§ Required work: Turn every entry below into a two-column CSV with the header row "entry_text,answer". Each entry gets one row: its full wording in the first column and its answer in the second, each in a single double-quoted field with any line breaks replaced by spaces.
----------
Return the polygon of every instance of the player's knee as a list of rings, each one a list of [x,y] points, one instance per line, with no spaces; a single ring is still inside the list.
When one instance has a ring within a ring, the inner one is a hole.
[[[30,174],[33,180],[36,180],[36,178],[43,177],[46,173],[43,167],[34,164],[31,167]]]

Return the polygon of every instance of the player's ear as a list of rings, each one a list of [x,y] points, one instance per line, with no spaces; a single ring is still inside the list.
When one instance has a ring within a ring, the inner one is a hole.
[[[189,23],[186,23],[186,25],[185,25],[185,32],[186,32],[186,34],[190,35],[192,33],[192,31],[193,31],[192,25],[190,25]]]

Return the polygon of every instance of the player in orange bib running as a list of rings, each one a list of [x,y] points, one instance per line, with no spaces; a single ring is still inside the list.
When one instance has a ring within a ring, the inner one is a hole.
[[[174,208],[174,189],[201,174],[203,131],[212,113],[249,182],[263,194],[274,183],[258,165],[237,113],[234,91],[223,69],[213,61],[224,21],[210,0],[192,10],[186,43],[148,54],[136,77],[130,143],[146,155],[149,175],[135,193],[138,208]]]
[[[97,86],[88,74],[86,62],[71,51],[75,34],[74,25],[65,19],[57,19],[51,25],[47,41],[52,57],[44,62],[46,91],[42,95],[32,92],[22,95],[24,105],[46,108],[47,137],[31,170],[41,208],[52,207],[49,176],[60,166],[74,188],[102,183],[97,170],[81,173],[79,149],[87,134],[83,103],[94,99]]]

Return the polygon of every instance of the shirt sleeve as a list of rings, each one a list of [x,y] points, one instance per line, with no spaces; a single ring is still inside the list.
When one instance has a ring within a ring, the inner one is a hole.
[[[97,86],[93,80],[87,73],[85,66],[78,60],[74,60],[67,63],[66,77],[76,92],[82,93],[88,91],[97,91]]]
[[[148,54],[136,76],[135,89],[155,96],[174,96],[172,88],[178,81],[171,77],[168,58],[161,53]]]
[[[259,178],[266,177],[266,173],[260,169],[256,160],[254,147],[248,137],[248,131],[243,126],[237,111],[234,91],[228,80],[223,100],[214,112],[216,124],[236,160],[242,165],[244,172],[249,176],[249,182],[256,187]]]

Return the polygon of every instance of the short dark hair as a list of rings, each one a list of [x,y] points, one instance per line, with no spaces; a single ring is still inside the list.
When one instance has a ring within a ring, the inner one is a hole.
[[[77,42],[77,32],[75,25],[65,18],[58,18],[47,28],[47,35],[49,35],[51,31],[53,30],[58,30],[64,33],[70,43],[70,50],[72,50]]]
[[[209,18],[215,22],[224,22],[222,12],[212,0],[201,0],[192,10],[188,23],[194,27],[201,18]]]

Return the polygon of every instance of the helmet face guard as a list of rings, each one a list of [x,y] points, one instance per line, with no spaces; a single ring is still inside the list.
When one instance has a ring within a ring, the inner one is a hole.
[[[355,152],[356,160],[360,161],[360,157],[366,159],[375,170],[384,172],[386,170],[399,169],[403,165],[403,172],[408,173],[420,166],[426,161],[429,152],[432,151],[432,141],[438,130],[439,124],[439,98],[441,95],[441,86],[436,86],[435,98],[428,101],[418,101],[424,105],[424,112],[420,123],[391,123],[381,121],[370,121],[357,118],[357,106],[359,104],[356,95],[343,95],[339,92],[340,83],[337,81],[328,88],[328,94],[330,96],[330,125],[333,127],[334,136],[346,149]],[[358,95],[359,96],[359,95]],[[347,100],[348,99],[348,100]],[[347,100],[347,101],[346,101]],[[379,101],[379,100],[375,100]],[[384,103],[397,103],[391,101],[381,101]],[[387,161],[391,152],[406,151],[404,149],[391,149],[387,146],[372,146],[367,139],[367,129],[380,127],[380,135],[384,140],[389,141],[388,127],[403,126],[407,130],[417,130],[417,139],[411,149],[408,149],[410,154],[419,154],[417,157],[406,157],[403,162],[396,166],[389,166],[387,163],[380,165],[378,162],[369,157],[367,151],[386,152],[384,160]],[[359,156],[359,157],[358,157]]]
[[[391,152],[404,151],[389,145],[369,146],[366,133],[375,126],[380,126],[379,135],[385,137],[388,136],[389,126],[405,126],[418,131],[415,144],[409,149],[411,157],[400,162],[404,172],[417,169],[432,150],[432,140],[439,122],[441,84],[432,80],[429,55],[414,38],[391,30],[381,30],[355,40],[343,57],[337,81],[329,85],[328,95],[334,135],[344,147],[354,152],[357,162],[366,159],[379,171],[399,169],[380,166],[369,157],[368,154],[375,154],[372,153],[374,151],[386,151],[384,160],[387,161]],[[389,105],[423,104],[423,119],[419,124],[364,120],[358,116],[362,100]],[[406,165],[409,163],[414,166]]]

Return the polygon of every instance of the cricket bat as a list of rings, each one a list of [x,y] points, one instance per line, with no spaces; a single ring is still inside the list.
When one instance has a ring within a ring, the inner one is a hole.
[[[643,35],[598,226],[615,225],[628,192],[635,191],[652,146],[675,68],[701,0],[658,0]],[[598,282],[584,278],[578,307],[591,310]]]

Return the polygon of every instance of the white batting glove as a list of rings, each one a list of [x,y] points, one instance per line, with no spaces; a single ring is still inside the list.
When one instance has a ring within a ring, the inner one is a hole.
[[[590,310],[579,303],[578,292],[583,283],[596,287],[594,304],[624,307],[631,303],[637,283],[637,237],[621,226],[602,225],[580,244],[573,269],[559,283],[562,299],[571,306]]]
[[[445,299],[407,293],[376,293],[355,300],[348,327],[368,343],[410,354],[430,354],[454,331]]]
----------
§ Result of the exercise:
entry_text,answer
"Return the polygon of every instance of the player's knee as a list of rings, each one a list of [x,y] points, one instance per line, with no spaces; a single ring is still inside the list. When one instance has a ring within a ring, the inner one is a hole.","[[[30,174],[33,180],[36,180],[36,178],[43,177],[46,173],[43,167],[34,164],[31,167]]]"
"Return the polygon of every instance of the player's ear as a list of rings, each one a list of [x,y] points, one instance per line, with no spaces; a single ring is still inside the list. When one instance has a ring within a ring, the inner one is a hole.","[[[189,23],[186,23],[186,25],[185,25],[185,32],[186,32],[186,34],[190,35],[192,33],[192,31],[193,31],[192,25],[190,25]]]"
"Return the polygon of every instance of the player in orange bib running as a list of rings, each one a list of [x,y] points, one instance per line, with no spaces; a single ring is still inside the list. When one instance has a ring within a ring, the inner one is a hole.","[[[174,208],[174,189],[201,174],[203,131],[212,113],[249,182],[263,194],[274,183],[258,165],[237,113],[234,91],[223,69],[213,61],[224,21],[210,0],[192,10],[186,43],[148,54],[136,77],[130,143],[146,155],[149,175],[135,193],[138,208]]] [[[97,86],[88,74],[86,62],[71,51],[75,34],[74,25],[65,19],[57,19],[51,25],[47,41],[52,57],[44,62],[46,91],[42,95],[32,92],[22,95],[24,105],[46,108],[47,137],[31,170],[41,208],[52,207],[49,176],[60,166],[74,188],[102,183],[97,170],[81,173],[79,149],[87,134],[83,103],[94,99]]]"
"Return the polygon of every instance of the shirt sleeve as a list of rings, each one a list of [x,y] points, one instance per line, with no spaces; a single ring is still inside the list. When one instance has a ring within a ring, the inner one is a hole.","[[[97,86],[93,80],[87,73],[85,66],[78,60],[74,60],[67,63],[66,77],[76,92],[82,93],[88,91],[97,91]]] [[[148,54],[136,76],[135,89],[155,96],[174,96],[172,88],[178,81],[171,77],[168,58],[161,53]]] [[[259,178],[266,177],[266,173],[260,169],[256,160],[254,147],[248,137],[248,131],[243,126],[237,111],[234,91],[228,80],[223,100],[214,112],[216,124],[236,160],[242,165],[244,172],[249,176],[249,182],[256,187]]]"
"Return the polygon of every instance of the short dark hair as a list of rings, each one a list of [x,y] points, one instance per line, with no spaces; a single ring is still inside the list. When one instance has a ring within a ring, the inner one is a hole.","[[[77,42],[77,32],[75,25],[65,18],[58,18],[47,28],[47,35],[49,35],[51,31],[53,30],[58,30],[64,33],[70,43],[70,50],[72,50]]] [[[209,18],[215,22],[224,22],[222,12],[212,0],[201,0],[192,10],[188,23],[194,27],[201,18]]]"
"Return the polygon of every instance of the helmet face guard as a list of rings, each one a list of [x,y] points, one instance per line, with no spaces; a single ring is still inside the list. When one instance has a ring within a ring, the inner one is a hole.","[[[355,152],[356,160],[360,161],[360,157],[366,159],[375,170],[384,172],[386,170],[399,169],[403,165],[403,172],[408,173],[420,166],[426,161],[429,152],[432,151],[432,141],[438,130],[439,124],[439,98],[441,95],[441,86],[436,86],[435,98],[428,101],[418,101],[424,105],[424,112],[420,123],[391,123],[381,121],[370,121],[357,118],[357,106],[359,104],[356,95],[343,95],[339,92],[340,83],[337,81],[328,88],[328,94],[330,96],[330,125],[333,127],[334,136],[346,149]],[[358,95],[359,96],[359,95]],[[347,100],[348,99],[348,100]],[[347,100],[347,101],[346,101]],[[379,101],[379,100],[375,100]],[[384,103],[397,103],[391,101],[381,101]],[[387,161],[391,152],[406,151],[404,149],[391,149],[387,146],[372,146],[367,139],[367,129],[380,127],[380,135],[384,140],[389,141],[388,127],[403,126],[407,130],[417,130],[417,139],[411,149],[408,149],[410,154],[419,154],[417,157],[406,157],[403,162],[396,166],[389,166],[387,163],[380,165],[378,162],[369,157],[367,151],[386,152],[384,160]],[[359,156],[359,157],[358,157]]] [[[391,152],[404,151],[389,145],[369,146],[366,133],[375,126],[380,126],[379,135],[385,137],[388,136],[389,126],[405,126],[418,131],[415,144],[409,149],[411,157],[400,162],[404,172],[417,169],[432,150],[432,140],[439,122],[441,84],[432,80],[429,55],[414,38],[391,30],[381,30],[355,40],[343,57],[337,81],[329,85],[328,95],[334,135],[344,147],[354,152],[357,162],[366,159],[379,171],[399,169],[380,166],[369,157],[368,154],[375,154],[372,153],[374,151],[386,151],[384,160],[387,161]],[[389,105],[423,104],[423,119],[419,124],[364,120],[358,116],[362,100]],[[406,165],[409,163],[414,166]]]"
"Return the polygon of every instance of the cricket bat as a list of rings, each one a list of [x,y] points, one instance per line, with no spaces; a single ring is still inside the list. When one instance has a ring within a ring, the inner one is a hole.","[[[643,35],[598,226],[615,225],[628,192],[635,191],[652,146],[675,68],[701,0],[658,0]],[[598,282],[584,278],[578,307],[591,310]]]"
"Return the polygon of every instance of the white batting glove as a list of rings, each one a list of [x,y] points, one instance per line, with no spaces; a single ring is still inside the list. When one instance has a ring within a ring, the inner one is a hole.","[[[590,310],[579,303],[578,292],[583,283],[596,287],[594,304],[624,307],[631,303],[637,283],[637,237],[621,226],[602,225],[580,244],[573,269],[559,283],[562,299],[571,306]]] [[[445,299],[407,293],[376,293],[355,300],[348,327],[368,343],[410,354],[430,354],[454,331]]]"